Given request | Show every line of the material below that contains the word "black", copying each line in full. Matching is case-sensitive.

Material provided |
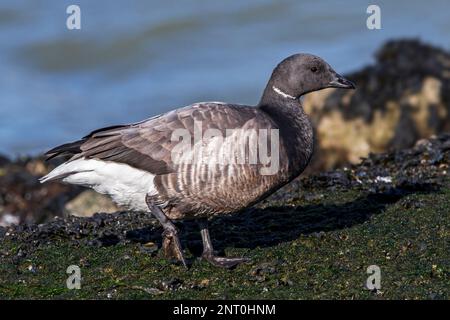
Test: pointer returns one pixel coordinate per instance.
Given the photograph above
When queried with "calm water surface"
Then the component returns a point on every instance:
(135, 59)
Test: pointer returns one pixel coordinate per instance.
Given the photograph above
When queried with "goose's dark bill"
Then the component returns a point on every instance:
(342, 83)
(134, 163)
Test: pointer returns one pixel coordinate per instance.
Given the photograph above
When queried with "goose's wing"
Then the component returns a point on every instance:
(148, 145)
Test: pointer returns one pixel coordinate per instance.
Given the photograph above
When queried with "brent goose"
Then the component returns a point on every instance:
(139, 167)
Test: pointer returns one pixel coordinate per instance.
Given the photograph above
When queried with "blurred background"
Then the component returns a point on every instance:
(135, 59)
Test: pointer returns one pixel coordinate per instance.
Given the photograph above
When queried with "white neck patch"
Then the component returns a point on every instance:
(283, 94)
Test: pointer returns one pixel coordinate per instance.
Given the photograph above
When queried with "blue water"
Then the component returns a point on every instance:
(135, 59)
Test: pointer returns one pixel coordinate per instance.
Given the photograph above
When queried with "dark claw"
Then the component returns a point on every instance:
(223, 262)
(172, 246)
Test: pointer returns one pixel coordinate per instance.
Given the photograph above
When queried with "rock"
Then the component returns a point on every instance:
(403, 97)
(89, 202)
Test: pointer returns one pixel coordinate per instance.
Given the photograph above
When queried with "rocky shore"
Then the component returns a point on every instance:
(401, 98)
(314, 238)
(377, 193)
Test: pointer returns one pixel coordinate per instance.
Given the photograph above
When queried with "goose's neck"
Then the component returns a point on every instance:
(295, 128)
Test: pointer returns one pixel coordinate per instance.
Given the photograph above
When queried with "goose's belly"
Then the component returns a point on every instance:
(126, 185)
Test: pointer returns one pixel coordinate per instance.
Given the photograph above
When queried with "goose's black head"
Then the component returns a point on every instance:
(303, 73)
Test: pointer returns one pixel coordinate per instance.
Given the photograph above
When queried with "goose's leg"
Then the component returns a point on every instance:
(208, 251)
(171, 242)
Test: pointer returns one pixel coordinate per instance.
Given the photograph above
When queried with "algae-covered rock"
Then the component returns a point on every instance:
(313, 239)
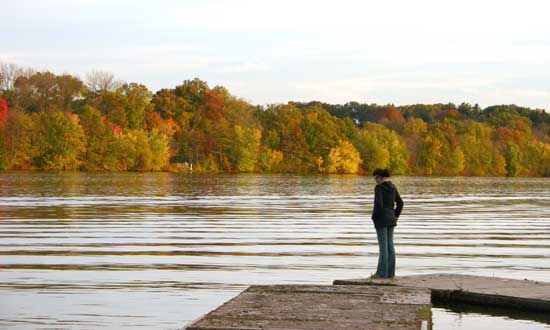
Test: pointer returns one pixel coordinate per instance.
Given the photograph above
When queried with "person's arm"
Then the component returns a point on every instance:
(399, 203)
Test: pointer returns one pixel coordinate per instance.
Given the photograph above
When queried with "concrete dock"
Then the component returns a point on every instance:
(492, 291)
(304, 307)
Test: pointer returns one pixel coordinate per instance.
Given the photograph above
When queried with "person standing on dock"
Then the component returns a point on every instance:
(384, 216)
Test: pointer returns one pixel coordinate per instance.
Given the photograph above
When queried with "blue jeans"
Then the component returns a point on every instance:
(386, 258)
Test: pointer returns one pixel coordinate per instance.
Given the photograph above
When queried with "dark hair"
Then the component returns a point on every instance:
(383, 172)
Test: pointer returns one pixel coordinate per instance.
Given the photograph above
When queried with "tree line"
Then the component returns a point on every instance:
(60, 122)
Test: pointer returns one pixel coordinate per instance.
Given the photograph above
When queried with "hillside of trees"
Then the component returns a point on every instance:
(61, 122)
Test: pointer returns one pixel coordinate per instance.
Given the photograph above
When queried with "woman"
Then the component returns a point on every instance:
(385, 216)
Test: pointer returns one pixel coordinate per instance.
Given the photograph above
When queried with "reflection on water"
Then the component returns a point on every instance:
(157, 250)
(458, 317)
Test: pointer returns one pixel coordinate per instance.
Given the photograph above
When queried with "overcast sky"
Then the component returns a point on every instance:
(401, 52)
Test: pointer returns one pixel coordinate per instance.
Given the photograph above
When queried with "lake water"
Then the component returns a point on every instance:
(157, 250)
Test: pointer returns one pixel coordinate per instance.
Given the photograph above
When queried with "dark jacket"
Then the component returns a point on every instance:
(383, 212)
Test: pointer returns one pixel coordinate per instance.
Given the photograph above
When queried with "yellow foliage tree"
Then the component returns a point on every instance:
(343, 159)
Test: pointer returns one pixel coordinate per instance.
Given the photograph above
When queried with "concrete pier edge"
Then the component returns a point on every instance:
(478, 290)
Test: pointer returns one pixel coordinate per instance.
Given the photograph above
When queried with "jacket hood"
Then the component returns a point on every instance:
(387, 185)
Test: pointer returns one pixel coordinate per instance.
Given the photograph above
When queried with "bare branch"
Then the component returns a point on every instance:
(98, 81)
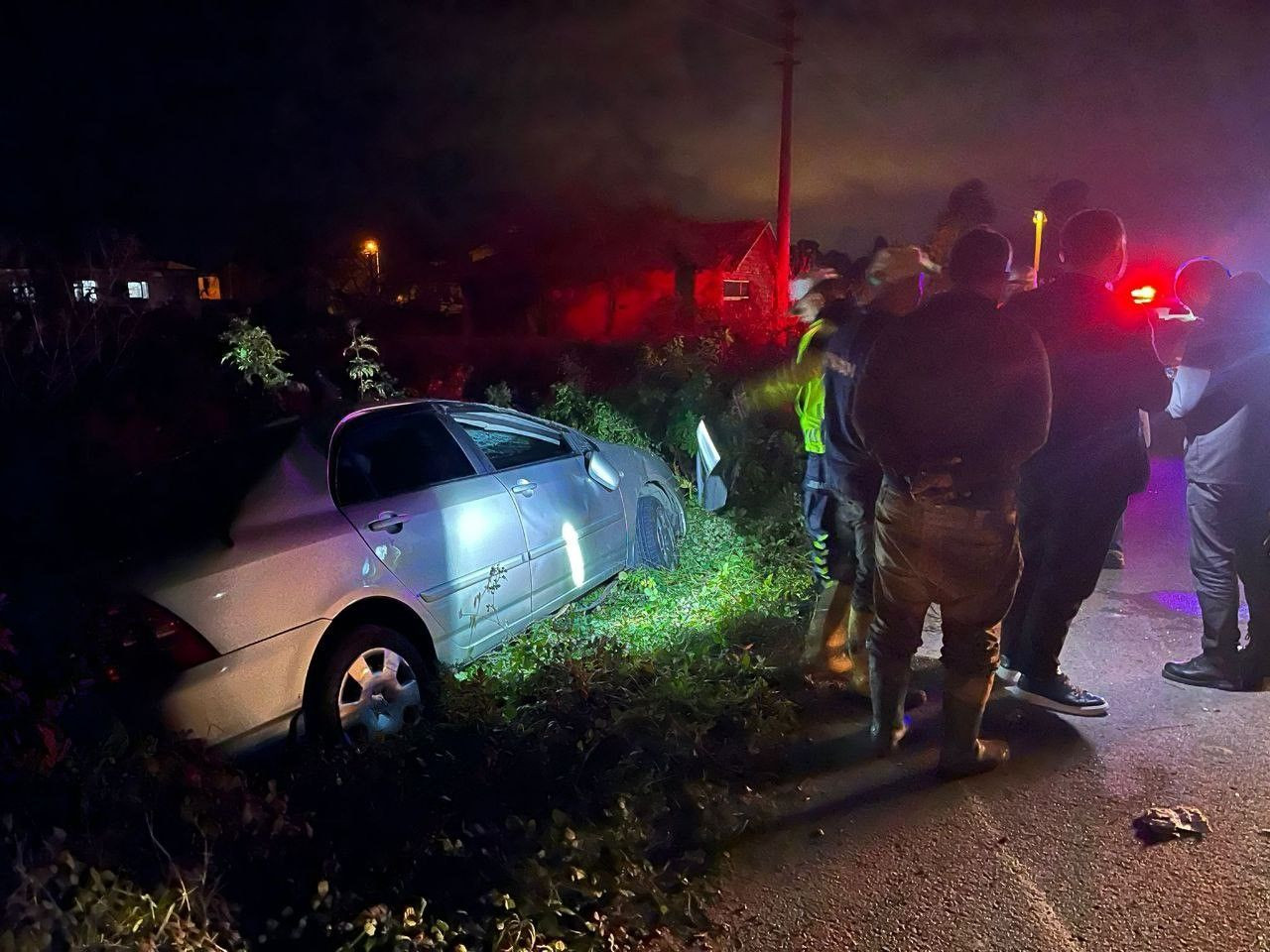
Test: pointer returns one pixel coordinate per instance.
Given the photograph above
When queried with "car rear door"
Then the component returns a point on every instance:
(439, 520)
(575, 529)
* * *
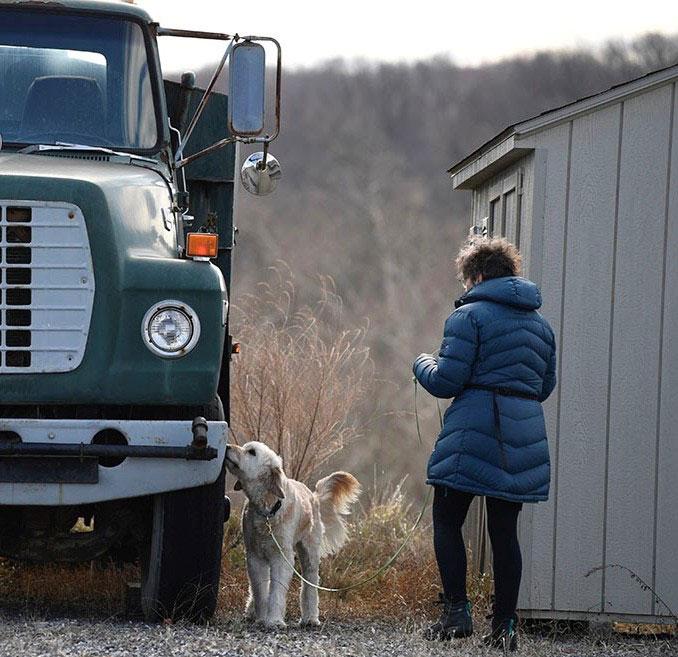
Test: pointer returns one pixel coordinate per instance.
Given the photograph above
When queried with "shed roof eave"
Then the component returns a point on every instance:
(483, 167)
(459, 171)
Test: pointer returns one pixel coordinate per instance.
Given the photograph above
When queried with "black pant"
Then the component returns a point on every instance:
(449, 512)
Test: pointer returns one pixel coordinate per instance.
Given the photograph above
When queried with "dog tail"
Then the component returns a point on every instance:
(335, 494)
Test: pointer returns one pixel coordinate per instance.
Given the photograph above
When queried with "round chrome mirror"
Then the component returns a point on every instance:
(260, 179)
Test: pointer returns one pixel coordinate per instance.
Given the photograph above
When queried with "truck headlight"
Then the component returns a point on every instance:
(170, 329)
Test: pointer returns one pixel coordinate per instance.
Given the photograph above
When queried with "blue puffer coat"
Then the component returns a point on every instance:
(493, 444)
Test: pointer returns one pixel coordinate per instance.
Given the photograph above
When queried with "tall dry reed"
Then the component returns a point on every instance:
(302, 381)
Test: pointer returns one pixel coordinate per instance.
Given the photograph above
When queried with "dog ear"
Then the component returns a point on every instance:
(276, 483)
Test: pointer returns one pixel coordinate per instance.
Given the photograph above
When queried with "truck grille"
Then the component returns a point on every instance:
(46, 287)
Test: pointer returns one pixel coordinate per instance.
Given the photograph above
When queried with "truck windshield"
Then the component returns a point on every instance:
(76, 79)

Completed task |
When queried with "goose's black head"
When queried with "black pant"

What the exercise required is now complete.